■ Prompt A
In the blog post, which planet does Joe claim to come from?
■ Prompt B
Copy everything in the blog post from "In fact, some" down to "Kaor, Paul!".

(Document section Opens)

Tuesday, 31 January 2023

So Many Worlds

"The Green Thumb."

Joe, the new alien farmhand, who claims to be from the obscure planet Astan IV, asks young Pete questions like how many human beings are there and why do they emigrate? So is Joe a spy? Pete cannot answer the first question because human beings are:

"'...spread over so many worlds.'" (p. 29)

In fact, some settlers come not from Earth but from colonized planets. So this has been going on for a long time. Nerthus is not in the first wave of colonization, less than two centuries after the loss of the Traveler.

Earth is "'...an integrate civilization...'" (ibid.) whereas the colonies are not. Why not? This reminds us of the legacy of the Psychotecnic Institute. In the later story, "The Pirate," a spaceship crew is described as "unintegrate" because its members are:

"'...hard cases, none Earth-born, several nonhumans from raptor cultures among them.'"
-Poul Anderson, "The Pirate" IN Anderson, The Complete Psychotechnic League, Volume 3 (Riverdale, NY, July 2018), pp. 137-165 AT p. 143.

Psychotechnics has done some good but only on one planet.

3 comments:

Sean M. Brooks said...

Kaor, Paul!

Joe reminded me of Rax, the non-human spy for the Roidhunate we see in A CIRCUS OF HELLS.

Ad astra! Sean

S.M. Stirling said...

I wouldn't call that all that "good". I like human beings as they are, warts and all.

S.M. Stirling said...

Incidentally, I think that was the point in GENESIS -- that 'perfecting' human beings would essentially abolish them.

(Document section Closes)
(Extracted records Opens)

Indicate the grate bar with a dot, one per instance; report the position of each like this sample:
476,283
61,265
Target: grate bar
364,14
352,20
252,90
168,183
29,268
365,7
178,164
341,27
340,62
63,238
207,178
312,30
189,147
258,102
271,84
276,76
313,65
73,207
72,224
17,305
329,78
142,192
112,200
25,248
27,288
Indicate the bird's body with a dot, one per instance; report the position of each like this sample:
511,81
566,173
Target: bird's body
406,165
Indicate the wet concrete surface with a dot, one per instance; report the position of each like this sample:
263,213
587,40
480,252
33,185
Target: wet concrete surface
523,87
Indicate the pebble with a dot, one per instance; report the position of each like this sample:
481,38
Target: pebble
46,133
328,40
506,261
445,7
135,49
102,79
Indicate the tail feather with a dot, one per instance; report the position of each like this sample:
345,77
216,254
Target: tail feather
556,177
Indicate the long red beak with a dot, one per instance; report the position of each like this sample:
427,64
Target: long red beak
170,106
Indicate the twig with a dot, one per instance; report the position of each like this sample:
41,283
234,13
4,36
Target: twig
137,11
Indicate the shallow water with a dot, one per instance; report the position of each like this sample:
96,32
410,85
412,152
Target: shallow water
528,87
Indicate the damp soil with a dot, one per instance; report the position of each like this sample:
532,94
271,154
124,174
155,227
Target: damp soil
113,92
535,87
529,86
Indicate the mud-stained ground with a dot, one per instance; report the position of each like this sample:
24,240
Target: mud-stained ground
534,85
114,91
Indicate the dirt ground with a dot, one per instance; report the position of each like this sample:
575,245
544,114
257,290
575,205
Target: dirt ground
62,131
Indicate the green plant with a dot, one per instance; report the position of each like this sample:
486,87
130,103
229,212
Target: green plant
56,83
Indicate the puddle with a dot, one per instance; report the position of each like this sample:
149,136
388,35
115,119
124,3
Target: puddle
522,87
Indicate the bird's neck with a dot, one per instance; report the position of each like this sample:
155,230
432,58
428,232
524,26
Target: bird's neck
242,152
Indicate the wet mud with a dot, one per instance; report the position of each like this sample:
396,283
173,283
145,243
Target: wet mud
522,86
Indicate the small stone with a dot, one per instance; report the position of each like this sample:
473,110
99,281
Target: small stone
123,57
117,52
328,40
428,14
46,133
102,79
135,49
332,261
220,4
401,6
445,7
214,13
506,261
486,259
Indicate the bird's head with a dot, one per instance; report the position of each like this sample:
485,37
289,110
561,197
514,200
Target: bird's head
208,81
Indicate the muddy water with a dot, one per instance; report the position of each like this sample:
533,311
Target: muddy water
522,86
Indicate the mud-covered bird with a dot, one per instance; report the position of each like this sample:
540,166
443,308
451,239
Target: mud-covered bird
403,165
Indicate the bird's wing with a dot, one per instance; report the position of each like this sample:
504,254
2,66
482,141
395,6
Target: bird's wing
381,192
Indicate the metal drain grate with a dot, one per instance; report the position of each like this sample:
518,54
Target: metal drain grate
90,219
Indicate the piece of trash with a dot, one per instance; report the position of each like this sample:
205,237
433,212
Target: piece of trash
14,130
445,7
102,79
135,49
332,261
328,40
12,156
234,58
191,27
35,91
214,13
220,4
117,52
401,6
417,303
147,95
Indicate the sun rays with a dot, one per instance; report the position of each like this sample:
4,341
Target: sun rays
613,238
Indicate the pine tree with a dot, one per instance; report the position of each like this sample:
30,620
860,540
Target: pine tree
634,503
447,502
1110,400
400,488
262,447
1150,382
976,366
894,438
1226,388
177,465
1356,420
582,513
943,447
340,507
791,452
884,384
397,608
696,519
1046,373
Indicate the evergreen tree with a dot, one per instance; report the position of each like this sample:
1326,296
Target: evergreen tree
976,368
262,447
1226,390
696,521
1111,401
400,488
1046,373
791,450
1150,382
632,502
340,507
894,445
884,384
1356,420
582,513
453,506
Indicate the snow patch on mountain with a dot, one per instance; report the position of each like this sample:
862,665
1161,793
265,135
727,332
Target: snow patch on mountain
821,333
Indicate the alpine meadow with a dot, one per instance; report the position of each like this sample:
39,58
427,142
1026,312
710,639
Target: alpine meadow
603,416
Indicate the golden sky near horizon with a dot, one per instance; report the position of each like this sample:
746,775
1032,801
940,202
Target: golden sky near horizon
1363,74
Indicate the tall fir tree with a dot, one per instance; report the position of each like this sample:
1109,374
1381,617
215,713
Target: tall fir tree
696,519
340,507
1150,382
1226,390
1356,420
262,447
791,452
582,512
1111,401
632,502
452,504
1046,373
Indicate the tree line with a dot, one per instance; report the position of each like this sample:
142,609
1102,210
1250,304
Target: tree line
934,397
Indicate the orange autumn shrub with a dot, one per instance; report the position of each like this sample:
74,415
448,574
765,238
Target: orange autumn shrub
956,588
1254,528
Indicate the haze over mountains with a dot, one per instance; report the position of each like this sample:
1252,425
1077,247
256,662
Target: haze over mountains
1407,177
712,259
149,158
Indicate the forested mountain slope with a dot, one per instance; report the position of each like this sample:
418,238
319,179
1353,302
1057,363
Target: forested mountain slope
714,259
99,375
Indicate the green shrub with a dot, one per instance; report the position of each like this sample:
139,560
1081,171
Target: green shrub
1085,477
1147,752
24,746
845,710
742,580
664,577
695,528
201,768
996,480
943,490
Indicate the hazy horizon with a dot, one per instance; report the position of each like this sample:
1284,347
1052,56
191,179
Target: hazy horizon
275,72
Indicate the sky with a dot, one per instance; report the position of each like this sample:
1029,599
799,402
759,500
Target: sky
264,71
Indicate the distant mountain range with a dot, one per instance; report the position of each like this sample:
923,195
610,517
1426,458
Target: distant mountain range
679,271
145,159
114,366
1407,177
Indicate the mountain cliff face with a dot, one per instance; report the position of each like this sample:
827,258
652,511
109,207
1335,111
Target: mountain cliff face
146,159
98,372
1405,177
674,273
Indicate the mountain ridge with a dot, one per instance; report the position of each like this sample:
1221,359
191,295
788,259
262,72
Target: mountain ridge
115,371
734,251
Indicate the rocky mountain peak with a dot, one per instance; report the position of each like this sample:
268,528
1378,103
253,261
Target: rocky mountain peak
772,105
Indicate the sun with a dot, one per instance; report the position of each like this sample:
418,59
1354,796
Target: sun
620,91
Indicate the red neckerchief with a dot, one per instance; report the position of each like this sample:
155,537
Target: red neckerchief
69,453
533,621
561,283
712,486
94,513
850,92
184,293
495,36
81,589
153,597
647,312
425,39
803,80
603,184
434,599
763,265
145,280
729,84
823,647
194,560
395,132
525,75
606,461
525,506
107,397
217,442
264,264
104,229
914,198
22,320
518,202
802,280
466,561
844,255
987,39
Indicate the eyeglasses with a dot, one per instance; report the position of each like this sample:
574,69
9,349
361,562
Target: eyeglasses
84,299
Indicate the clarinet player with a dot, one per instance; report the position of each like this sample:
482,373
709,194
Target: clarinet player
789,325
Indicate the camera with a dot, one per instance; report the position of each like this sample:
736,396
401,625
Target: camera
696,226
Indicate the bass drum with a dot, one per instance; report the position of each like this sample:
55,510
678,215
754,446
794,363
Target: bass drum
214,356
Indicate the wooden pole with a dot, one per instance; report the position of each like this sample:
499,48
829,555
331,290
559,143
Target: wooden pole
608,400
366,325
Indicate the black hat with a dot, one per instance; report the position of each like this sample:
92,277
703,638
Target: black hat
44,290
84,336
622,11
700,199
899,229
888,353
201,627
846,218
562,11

(Extracted records Closes)

■ Written response A
Joe claims to be from the obscure planet Astan IV.

■ Written response B
In fact, some settlers come not from Earth but from colonized planets. So this has been going on for a long time. Nerthus is not in the first wave of colonization, less than two centuries after the loss of the Traveler.

Earth is "'...an integrate civilization...'" (ibid.) whereas the colonies are not. Why not? This reminds us of the legacy of the Psychotecnic Institute. In the later story, "The Pirate," a spaceship crew is described as "unintegrate" because its members are:

"'...hard cases, none Earth-born, several nonhumans from raptor cultures among them.'"
-Poul Anderson, "The Pirate" IN Anderson, The Complete Psychotechnic League, Volume 3 (Riverdale, NY, July 2018), pp. 137-165 AT p. 143.

Psychotechnics has done some good but only on one planet.

3 comments:

Sean M. Brooks said...

Kaor, Paul!